▸ Request a
Write out, without alteration, the lines of the records that begin with the line containing "purple background for player-tracking calibration." and continue through the final line of the records.

Added by Acts 2009, 81st Leg., R.S., Ch. 680 (H.B. 2502), Sec. 1, eff. January 1, 2014.



SUBCHAPTER C. OPPOSITION TO CERTAIN APPLICATIONS



Sec. 301.101. OPPOSITION TO APPLICATION FOR LETTERS OF ADMINISTRATION. An interested person may, at any time before an application for letters of administration is granted, file an opposition to the application in writing and may apply for the grant of letters to the interested person or any other person. On the trial, the court, considering the applicable provisions of this code, shall grant letters to the person that seems best entitled to the letters without notice other than the notice given on the original application.

Added by Acts 2009, 81st Leg., R.S., Ch. 680 (H.B. 2502), Sec. 1, eff. January 1, 2014.



SUBCHAPTER D. REQUIRED PROOF FOR ISSUANCE OF LETTERS



This section was amended by the 84th Legislature. Pending publication of the current statutes, see H.B. 3160 and S.B. 995, 84th Legislature, Regular Session, for amendments affecting this section.

Sec. 301.151. GENERAL PROOF REQUIREMENTS. An applicant for the issuance of letters testamentary or of administration of an estate must prove to the court's satisfaction that:

(1) the person whose estate is the subject of the application is dead;

(2) four years have not elapsed since the date of the decedent's death and before the application;

(3) the court has jurisdiction and venue over the estate;

(4) citation has been served and returned in the manner and for the period required by this title; and

(5) the person for whom letters testamentary or of administration are sought is entitled by law to the letters and is not disqualified.

▸ Request b
According to the statute excerpt, what period must not have elapsed since the decedent's death and before the application for letters?

▸ Working data
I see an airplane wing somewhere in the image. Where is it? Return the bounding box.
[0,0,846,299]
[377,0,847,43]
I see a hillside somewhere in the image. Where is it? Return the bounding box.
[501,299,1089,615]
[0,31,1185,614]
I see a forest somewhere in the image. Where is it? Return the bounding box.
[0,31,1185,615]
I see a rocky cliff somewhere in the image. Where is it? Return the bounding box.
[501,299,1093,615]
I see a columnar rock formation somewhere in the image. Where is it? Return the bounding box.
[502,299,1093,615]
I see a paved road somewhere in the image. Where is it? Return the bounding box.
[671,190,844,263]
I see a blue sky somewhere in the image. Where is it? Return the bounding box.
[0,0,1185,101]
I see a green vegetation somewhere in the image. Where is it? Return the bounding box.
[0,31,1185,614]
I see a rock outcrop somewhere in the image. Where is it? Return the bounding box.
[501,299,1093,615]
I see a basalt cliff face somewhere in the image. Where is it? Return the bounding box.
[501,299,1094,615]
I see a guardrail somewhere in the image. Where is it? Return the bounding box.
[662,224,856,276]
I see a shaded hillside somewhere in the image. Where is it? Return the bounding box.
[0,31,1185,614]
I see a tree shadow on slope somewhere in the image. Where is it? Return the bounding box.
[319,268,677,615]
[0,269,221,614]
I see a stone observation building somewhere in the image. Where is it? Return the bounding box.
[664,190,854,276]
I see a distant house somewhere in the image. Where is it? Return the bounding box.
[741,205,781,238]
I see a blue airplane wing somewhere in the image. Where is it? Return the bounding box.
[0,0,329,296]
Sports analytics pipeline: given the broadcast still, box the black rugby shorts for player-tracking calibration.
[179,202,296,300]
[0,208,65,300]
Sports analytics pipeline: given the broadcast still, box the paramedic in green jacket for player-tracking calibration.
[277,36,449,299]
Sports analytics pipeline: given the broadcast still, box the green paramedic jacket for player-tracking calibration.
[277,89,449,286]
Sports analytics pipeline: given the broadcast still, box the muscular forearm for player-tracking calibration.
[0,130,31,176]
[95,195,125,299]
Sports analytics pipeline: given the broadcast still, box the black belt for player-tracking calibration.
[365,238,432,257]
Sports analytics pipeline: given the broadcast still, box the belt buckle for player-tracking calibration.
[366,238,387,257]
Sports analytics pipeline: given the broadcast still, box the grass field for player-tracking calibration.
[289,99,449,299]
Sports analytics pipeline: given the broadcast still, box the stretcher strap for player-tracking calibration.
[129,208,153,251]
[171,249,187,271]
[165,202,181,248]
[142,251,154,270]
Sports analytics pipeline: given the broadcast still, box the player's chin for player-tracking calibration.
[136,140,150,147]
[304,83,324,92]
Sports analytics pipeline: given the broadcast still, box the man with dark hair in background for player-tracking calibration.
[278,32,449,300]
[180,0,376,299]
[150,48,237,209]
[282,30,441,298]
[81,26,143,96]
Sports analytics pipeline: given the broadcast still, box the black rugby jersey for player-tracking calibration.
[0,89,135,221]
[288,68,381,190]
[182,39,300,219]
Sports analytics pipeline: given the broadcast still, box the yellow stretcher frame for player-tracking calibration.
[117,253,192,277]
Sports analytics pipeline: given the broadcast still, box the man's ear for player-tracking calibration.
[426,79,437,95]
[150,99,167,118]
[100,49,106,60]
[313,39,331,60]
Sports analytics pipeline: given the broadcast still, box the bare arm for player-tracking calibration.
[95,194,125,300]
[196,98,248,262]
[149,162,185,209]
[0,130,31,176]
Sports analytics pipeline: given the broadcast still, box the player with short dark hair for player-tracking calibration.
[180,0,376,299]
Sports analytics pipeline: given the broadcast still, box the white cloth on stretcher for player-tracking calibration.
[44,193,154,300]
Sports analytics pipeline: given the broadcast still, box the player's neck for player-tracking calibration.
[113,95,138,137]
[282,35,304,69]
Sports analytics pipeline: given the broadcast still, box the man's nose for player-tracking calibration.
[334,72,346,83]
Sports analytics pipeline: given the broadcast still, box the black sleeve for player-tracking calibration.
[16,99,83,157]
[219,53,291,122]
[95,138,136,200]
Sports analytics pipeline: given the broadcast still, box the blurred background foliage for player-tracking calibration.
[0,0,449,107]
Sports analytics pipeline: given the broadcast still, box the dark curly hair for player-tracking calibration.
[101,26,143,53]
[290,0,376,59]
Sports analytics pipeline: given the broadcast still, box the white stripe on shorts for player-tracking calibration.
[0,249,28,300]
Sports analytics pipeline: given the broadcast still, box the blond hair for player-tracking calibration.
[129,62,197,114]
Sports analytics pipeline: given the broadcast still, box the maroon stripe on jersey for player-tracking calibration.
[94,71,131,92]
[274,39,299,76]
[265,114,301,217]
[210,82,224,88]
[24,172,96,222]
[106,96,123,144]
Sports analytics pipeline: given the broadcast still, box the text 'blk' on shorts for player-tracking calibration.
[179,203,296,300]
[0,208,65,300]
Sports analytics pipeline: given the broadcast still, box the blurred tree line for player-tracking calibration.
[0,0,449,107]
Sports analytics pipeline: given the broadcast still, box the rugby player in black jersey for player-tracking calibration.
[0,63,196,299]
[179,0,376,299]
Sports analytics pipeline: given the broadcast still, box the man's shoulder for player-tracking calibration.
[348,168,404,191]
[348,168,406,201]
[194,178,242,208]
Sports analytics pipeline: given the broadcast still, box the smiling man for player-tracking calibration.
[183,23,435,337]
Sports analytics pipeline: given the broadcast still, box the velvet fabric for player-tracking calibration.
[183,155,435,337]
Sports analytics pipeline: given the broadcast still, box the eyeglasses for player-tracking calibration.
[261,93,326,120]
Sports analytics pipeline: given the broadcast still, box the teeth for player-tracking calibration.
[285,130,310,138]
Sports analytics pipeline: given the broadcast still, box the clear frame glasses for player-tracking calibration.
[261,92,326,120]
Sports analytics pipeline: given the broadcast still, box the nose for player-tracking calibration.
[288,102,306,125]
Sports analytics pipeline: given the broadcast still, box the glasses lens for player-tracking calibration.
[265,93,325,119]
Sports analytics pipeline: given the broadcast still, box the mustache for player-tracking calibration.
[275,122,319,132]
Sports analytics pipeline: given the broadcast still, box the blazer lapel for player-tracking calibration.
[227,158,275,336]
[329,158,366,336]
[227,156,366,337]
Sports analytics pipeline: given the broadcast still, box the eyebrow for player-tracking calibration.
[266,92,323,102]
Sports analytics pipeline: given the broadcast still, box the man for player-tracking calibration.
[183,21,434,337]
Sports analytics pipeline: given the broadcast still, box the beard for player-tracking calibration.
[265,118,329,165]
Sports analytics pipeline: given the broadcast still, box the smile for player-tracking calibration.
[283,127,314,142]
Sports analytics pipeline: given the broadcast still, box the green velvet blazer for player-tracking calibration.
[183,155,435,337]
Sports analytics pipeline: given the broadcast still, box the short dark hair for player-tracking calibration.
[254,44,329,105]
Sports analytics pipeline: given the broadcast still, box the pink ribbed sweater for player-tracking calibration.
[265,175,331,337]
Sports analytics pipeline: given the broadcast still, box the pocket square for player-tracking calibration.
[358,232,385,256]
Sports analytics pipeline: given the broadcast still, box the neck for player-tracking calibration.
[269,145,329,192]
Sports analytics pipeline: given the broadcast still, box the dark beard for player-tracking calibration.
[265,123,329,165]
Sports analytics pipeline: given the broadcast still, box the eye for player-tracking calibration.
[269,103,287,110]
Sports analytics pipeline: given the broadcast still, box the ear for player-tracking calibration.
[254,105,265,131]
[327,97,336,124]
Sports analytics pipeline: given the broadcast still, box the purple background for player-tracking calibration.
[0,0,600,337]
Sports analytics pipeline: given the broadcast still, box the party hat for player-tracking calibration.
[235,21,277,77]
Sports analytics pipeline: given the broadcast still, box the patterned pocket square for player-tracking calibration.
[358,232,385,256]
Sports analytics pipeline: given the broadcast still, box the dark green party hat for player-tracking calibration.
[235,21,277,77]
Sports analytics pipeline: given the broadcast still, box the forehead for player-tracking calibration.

▸ Worked answer a
Sports analytics pipeline: given the broadcast still, box the purple background for player-tracking calibration.
[0,0,600,337]
Sports analytics pipeline: given the broadcast still, box the party hat for player-tracking calibration.
[235,21,277,77]
Sports analytics pipeline: given the broadcast still, box the patterned pocket square for player-tracking calibration.
[358,232,385,256]
Sports analytics pipeline: given the broadcast still, box the dark green party hat for player-tracking calibration.
[235,21,277,77]
Sports analytics pipeline: given the broadcast still, box the forehead for player-tracking calibration.

▸ Worked answer b
Four years.